■ WHAT TO DO: Transcribe all of the records word for word, but omit the pictures.

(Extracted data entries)

::::::::

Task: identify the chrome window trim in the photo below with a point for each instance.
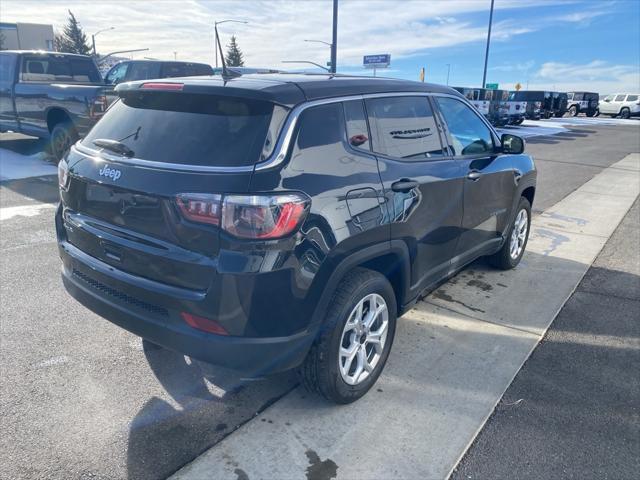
(282, 145)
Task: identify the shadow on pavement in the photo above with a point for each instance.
(165, 435)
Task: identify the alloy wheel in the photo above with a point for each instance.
(363, 339)
(519, 234)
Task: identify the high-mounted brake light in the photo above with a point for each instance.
(162, 86)
(247, 216)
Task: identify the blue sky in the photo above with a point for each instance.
(561, 44)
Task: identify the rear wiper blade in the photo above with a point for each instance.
(113, 146)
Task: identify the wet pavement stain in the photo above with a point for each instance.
(578, 221)
(241, 474)
(484, 286)
(320, 470)
(556, 239)
(440, 294)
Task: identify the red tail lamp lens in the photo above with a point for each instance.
(247, 216)
(162, 86)
(204, 324)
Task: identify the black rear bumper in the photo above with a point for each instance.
(249, 355)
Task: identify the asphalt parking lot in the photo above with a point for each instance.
(82, 398)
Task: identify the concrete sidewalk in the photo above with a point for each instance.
(453, 358)
(572, 411)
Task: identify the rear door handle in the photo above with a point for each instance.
(404, 185)
(474, 175)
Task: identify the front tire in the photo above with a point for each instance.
(355, 339)
(63, 136)
(511, 253)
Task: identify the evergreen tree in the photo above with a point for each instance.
(73, 39)
(234, 55)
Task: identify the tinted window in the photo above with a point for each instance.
(6, 68)
(58, 68)
(143, 70)
(404, 127)
(470, 135)
(116, 74)
(172, 69)
(189, 129)
(320, 126)
(356, 123)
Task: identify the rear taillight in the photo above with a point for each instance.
(247, 216)
(99, 106)
(63, 174)
(200, 208)
(161, 86)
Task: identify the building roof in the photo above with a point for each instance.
(293, 88)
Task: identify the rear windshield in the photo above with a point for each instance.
(191, 129)
(59, 68)
(171, 69)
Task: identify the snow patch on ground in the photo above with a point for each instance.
(15, 165)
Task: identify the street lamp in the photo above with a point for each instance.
(93, 38)
(216, 34)
(322, 41)
(486, 53)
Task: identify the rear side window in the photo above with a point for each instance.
(7, 63)
(58, 68)
(356, 123)
(191, 129)
(143, 71)
(469, 134)
(170, 70)
(404, 128)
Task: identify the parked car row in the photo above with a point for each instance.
(502, 107)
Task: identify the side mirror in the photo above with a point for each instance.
(512, 144)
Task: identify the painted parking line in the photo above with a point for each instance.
(454, 356)
(14, 165)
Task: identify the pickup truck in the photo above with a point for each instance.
(56, 96)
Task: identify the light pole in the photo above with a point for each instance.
(334, 40)
(486, 53)
(321, 41)
(215, 41)
(93, 38)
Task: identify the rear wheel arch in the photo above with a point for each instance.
(390, 259)
(529, 193)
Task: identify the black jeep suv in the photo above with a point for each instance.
(268, 222)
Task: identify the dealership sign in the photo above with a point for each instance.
(376, 61)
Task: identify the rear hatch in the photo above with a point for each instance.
(142, 185)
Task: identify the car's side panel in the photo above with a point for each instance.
(346, 215)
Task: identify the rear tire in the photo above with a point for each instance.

::::::::

■ TASK RESULT:
Task: identify the chrome window trim in the photo below with a point for each instance.
(282, 145)
Task: identify the shadow on pavement in the photo above with a point for each instance.
(165, 435)
Task: identify the alloy wheel in the photo above with a point for each instance.
(363, 339)
(519, 234)
Task: identify the high-mounted brake light in the photo above with a point for each instance.
(162, 86)
(247, 216)
Task: identify the blue sky in the photo above with a point for each instance.
(561, 44)
Task: identify the rear wiper blade in the photo above with a point for each instance.
(113, 146)
Task: identify the wet pavement stain in the photo above with a point for each instance.
(578, 221)
(241, 474)
(484, 286)
(320, 470)
(556, 239)
(440, 294)
Task: identify the red tail lamp lens in the photo above with a point for each instance.
(247, 216)
(162, 86)
(204, 324)
Task: identify the black rear bumper in the photo above with a point for each instance.
(249, 355)
Task: identify the asphalt parking lot in the photo above with a point for each instance.
(82, 398)
Task: identify the concrete sidewalk in the photo above with a point for each instance.
(453, 358)
(572, 411)
Task: identify the rear door handle in the photo above with a point for each instance.
(404, 185)
(474, 175)
Task: identify the front tire in the photo above with a point for each instance.
(355, 339)
(63, 136)
(511, 253)
Task: identify the evergreen tree in the photo above with a point for each instance.
(73, 39)
(234, 55)
Task: identify the tinted window in the photo above with a point for each instance.
(6, 68)
(58, 68)
(143, 70)
(404, 127)
(470, 135)
(116, 74)
(172, 69)
(189, 129)
(320, 126)
(356, 123)
Task: identify the rear taillight in the photo above with a point for each instance.
(247, 216)
(99, 106)
(63, 174)
(200, 208)
(161, 86)
Task: identify the building roof in the photo above with a point for each instance.
(293, 88)
Task: identify the rear windshield in the photo above with a point for each instance.
(191, 129)
(59, 68)
(171, 69)
Task: identify the snow patch on ground in the photo above with a point for each instance.
(15, 165)
Task: identify the street lamp in the photo above with a point for each instance.
(93, 38)
(216, 34)
(322, 41)
(486, 53)
Task: identify the rear side window in the photo above with a point for each instance.
(7, 63)
(58, 68)
(356, 123)
(191, 129)
(143, 71)
(469, 134)
(170, 70)
(404, 128)
Task: identify the parked car row in the photo above with a point for each instance.
(502, 107)
Task: identify the side mirror in the photo above with a point for each instance.
(512, 144)
Task: identify the painted parking line in the photo above with a point for each instance.
(454, 356)
(14, 165)
Task: identify the pickup truck in the photo above with a point for each instance.
(56, 96)
Task: identify the light pole in the photo above with a point for each instance.
(334, 40)
(486, 53)
(321, 41)
(215, 41)
(93, 38)
Task: identify the rear wheel arch in the photo above with a point for each instance.
(390, 259)
(529, 193)
Task: identify the black jeep suv in the photo above with a point for each instance.
(268, 222)
Task: identify the dealership sign in the photo above with a point for each instance.
(376, 61)
Task: identify the rear hatch in the photo above with a point for each instance.
(142, 185)
Task: identify the car's side panel in the photo above with a point for each instance.
(346, 215)
Task: identify the rear tire in the photo above with a point for each instance.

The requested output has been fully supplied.